**What is required:**
Can you quote the lines below exactly, starting at the line with "If you could put a point on the window" and going through the last one?

**Records for the exercise:**
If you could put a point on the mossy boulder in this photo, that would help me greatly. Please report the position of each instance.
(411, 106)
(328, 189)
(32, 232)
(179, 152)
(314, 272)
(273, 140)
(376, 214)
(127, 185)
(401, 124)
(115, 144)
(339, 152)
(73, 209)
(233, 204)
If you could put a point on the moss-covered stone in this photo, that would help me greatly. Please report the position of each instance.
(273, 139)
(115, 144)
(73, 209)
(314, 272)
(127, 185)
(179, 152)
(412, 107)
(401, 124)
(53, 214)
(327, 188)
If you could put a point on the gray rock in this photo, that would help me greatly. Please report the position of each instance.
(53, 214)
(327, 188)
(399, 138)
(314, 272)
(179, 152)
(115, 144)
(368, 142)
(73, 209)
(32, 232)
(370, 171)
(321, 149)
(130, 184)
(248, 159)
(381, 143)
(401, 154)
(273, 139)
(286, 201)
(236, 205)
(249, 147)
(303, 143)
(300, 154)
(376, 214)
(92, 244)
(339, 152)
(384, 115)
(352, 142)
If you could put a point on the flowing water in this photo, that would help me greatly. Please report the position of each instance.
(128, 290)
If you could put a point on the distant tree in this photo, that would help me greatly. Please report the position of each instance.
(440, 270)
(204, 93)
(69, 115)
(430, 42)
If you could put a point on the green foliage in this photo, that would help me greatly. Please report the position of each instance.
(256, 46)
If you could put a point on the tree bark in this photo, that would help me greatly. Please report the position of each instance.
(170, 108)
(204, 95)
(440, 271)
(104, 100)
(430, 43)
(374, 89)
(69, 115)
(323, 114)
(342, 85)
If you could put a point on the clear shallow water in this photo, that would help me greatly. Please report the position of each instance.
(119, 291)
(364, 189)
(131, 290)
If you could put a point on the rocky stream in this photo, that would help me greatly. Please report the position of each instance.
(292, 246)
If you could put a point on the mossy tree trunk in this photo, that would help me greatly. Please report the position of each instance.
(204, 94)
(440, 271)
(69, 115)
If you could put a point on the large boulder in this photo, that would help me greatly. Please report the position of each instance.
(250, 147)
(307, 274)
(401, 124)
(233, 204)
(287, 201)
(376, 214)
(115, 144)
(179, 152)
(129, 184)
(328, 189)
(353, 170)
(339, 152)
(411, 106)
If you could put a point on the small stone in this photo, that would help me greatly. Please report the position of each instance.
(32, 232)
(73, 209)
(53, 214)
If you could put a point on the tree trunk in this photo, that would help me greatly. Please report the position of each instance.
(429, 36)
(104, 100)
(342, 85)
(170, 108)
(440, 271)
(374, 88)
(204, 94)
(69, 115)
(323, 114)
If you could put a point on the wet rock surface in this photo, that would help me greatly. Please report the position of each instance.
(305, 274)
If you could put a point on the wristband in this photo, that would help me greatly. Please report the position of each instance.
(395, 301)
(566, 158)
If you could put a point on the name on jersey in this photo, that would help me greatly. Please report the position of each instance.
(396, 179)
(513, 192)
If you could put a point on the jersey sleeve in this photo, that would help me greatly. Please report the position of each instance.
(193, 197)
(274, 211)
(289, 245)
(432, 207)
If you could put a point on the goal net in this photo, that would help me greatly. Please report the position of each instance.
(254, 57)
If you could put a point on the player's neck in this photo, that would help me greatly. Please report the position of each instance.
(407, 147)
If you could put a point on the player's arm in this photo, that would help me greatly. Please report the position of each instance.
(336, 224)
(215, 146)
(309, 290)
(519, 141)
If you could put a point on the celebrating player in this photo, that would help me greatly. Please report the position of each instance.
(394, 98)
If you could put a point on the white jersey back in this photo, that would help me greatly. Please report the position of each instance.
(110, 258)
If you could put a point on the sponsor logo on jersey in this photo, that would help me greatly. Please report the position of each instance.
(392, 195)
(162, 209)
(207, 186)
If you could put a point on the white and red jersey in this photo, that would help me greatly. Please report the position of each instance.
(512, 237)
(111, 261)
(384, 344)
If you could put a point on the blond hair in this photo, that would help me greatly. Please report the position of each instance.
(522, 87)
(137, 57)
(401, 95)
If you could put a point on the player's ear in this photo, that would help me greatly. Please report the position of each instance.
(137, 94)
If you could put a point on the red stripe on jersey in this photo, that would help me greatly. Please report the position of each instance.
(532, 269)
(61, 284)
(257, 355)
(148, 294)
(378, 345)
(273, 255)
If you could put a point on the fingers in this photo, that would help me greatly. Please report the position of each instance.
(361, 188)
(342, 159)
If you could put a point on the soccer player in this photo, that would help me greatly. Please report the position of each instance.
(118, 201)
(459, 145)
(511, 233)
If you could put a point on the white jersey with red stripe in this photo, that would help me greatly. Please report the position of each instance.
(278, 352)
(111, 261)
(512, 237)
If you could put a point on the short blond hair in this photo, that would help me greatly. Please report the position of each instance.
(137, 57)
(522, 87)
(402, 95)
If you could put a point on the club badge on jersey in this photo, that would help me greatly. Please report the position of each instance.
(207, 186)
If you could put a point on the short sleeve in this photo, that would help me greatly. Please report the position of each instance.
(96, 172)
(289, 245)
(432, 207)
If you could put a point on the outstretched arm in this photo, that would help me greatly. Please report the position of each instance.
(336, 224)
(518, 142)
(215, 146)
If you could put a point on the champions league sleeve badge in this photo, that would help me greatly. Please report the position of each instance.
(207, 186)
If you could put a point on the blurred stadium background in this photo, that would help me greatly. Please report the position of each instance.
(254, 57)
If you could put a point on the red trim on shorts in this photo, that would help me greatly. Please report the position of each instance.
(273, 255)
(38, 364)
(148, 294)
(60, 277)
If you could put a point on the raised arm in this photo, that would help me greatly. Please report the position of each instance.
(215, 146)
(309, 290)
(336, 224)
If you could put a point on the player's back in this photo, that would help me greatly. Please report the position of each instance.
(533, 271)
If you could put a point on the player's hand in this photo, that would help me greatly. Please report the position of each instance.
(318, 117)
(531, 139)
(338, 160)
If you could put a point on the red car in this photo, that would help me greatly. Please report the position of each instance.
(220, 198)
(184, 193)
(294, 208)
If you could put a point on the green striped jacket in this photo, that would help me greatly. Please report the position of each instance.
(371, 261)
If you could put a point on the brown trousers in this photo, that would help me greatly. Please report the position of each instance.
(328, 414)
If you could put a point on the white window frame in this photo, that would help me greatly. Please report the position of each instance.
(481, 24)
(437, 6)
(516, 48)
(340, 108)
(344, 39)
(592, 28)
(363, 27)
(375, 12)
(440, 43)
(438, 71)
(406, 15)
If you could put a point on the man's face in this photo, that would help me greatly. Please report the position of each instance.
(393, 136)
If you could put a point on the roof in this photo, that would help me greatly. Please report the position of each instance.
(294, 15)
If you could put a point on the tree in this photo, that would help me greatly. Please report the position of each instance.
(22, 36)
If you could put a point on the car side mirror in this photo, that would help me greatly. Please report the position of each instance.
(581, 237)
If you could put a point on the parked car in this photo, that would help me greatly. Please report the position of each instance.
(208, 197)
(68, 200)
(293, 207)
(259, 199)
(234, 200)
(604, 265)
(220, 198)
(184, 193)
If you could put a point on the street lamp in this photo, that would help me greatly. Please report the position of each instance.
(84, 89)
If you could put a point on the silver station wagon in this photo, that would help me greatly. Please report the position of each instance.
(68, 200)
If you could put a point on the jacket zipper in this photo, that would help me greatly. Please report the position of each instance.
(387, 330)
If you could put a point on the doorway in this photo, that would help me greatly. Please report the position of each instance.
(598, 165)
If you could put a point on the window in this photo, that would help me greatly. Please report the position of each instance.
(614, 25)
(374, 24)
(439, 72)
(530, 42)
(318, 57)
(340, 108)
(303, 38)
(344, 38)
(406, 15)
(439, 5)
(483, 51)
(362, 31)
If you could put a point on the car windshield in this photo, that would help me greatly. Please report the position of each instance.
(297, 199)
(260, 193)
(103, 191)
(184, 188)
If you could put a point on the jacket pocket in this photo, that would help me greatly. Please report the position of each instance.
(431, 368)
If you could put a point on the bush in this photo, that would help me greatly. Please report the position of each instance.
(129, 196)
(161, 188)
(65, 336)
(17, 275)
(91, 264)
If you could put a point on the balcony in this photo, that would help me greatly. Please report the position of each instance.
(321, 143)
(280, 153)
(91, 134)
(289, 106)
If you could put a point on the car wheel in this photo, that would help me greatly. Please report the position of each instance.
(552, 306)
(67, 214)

**Worked answer:**
If you could put a point on the window in this photo, that would help me greatly. Please report the position of each instance.
(614, 25)
(374, 24)
(439, 72)
(530, 42)
(318, 57)
(340, 108)
(303, 38)
(344, 38)
(406, 15)
(439, 5)
(483, 51)
(362, 31)
If you could put a point on the car windshield in this photo, that would help me greatly. Please report the position of each instance.
(297, 199)
(260, 193)
(103, 191)
(184, 188)
If you could put a point on the jacket pocket in this photo, that would help me greatly. Please report the position of each instance.
(431, 368)
If you could put a point on the bush in this photo, that would help me greatly. Please report the position of each instance.
(129, 196)
(161, 188)
(65, 336)
(17, 275)
(91, 264)
If you could put a point on the balcony in this photo, that would help me greatly. Please report the position of each instance.
(321, 143)
(280, 153)
(91, 134)
(289, 106)
If you could put a point on the car wheel in this photo, that would help me greatly. Please report the position of each instance.
(552, 306)
(67, 214)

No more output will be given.